◆ **Records for the task**

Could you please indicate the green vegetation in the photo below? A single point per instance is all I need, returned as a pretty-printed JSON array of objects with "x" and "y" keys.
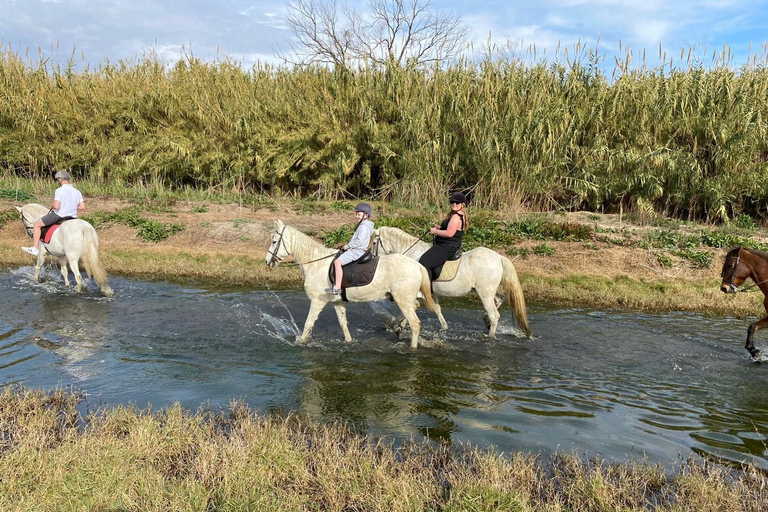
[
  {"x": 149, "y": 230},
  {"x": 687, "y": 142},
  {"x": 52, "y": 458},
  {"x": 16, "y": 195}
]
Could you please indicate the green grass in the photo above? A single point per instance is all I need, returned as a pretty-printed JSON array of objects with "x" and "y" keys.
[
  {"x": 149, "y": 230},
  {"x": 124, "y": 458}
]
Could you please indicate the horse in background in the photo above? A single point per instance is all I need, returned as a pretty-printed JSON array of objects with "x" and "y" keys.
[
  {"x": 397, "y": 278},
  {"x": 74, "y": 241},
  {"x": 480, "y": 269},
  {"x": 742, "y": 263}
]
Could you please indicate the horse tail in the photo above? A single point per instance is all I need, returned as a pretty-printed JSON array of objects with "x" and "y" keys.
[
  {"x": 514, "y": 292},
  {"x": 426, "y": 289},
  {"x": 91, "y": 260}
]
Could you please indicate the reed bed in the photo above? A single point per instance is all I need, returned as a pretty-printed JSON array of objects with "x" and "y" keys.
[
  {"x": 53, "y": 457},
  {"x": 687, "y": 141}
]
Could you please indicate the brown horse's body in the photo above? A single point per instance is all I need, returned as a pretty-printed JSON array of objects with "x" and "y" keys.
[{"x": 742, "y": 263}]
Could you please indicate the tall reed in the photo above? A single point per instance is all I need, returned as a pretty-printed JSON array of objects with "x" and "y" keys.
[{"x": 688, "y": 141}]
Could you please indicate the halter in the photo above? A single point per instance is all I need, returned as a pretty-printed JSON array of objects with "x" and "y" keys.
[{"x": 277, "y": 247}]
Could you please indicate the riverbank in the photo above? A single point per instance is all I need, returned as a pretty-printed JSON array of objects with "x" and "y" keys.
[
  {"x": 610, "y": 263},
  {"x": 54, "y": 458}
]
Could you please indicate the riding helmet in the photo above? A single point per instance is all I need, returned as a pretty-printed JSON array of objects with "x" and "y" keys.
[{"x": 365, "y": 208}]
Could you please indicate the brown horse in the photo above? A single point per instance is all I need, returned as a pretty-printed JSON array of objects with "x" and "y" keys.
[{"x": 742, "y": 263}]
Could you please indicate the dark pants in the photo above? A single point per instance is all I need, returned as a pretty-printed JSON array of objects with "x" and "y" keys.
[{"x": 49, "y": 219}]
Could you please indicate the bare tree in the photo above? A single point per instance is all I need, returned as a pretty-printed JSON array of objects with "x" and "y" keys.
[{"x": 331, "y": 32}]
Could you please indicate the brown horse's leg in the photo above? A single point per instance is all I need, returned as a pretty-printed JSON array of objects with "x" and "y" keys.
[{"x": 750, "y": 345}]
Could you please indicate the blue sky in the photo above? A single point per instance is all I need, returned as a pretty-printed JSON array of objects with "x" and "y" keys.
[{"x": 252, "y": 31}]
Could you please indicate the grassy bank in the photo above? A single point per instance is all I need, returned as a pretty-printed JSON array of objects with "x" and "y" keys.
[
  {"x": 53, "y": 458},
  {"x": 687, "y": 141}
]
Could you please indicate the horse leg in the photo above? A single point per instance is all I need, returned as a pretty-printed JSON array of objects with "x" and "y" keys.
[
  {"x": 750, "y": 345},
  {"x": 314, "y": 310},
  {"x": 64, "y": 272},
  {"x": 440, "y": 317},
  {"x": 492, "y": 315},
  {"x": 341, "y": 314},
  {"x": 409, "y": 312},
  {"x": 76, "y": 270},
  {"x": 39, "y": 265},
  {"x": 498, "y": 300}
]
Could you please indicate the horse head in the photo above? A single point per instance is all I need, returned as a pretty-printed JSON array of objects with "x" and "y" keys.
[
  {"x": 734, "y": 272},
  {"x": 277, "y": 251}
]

◆ **Written exercise**
Beginning at the line containing "Could you please indicate the grassy", repeat each line exactly through the last line of the entries, and include no other lines.

◆ **Reply to the exercise**
Could you please indicate the grassy bank in the photo above? A single point per instance is all I need, returned as a pretty-printed JSON array of objects with "x" and "y" keys.
[
  {"x": 53, "y": 458},
  {"x": 687, "y": 141}
]
Could you please indicate the horse leg in the photo above? A single point per instance is all I need, returned as a pretty-printed JSON array of objects with "x" and "y" keys.
[
  {"x": 750, "y": 345},
  {"x": 314, "y": 310},
  {"x": 64, "y": 272},
  {"x": 440, "y": 317},
  {"x": 492, "y": 315},
  {"x": 341, "y": 314},
  {"x": 409, "y": 312},
  {"x": 76, "y": 270},
  {"x": 39, "y": 265},
  {"x": 498, "y": 300}
]
Could you please indicate the horse head in the photo above? A single point per instance is all I need, returned as a pretty-printed JSON array of objects with "x" and "y" keys.
[
  {"x": 734, "y": 272},
  {"x": 277, "y": 251}
]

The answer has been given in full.